For every line in the material below that holds "tire", report the line.

__________________________________________________

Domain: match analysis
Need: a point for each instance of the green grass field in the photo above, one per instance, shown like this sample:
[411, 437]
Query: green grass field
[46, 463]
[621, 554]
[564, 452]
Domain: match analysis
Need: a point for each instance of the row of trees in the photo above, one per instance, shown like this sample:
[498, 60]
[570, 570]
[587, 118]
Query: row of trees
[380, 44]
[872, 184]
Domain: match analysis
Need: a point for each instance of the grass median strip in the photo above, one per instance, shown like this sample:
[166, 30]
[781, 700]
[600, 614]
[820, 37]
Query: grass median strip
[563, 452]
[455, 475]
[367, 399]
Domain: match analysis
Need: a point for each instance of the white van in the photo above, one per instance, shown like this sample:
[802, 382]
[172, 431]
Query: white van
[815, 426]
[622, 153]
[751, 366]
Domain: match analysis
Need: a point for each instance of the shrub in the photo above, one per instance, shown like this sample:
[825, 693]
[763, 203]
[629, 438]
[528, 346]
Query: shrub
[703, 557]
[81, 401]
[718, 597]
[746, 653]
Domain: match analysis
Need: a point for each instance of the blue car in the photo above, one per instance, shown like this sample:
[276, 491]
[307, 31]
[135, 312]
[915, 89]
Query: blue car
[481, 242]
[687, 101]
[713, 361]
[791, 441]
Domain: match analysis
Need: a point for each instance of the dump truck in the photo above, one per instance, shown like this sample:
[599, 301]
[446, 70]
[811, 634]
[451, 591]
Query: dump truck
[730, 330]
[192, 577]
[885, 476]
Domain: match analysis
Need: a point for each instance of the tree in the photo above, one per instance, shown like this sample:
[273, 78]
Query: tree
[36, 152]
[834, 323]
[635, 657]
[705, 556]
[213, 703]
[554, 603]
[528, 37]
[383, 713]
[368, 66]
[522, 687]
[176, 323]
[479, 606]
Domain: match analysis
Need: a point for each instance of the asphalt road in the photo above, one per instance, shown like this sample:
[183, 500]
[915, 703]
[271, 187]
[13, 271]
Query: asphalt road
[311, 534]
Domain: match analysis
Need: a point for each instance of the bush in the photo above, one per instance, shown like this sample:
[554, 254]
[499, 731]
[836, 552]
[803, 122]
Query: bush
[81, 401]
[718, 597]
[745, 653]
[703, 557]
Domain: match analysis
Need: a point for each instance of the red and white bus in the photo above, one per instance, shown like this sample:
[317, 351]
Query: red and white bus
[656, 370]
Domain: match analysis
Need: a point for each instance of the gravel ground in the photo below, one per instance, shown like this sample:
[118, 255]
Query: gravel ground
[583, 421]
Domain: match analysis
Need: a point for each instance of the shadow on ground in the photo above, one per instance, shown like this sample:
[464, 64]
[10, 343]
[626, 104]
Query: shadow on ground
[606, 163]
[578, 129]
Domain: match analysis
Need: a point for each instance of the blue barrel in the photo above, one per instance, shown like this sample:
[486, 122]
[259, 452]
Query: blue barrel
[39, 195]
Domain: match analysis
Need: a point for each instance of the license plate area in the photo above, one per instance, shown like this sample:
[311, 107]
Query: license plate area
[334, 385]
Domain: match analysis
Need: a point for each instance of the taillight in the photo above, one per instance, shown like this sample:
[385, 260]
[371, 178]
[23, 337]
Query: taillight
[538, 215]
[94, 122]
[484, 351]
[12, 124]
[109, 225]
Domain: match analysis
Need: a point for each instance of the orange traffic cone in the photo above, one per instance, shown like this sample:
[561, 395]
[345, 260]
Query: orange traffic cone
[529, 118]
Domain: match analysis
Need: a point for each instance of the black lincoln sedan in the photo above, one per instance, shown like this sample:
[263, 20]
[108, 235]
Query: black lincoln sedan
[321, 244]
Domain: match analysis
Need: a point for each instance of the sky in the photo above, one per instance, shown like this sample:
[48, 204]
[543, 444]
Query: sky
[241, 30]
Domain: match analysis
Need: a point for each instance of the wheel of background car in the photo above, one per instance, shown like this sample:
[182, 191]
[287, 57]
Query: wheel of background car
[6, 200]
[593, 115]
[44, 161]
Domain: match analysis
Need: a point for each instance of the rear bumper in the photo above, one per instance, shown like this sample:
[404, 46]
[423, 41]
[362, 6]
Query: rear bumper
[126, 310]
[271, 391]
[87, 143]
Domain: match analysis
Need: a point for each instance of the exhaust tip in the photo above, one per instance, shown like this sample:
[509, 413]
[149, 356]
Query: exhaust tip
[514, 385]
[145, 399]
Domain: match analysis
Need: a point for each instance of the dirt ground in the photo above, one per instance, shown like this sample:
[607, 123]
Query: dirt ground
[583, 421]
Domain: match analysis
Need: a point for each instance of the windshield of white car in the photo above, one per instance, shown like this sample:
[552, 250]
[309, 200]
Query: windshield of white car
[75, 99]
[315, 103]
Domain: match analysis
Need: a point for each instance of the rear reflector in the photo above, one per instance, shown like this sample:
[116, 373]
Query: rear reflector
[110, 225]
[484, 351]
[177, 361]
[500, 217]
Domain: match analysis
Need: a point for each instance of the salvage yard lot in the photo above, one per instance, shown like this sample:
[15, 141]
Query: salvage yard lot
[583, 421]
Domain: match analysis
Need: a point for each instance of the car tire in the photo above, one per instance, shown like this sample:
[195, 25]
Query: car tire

__________________________________________________

Problem solution:
Need: a point for each instance of the car tire in the photo above, one per instance, shown like this sample:
Query: car tire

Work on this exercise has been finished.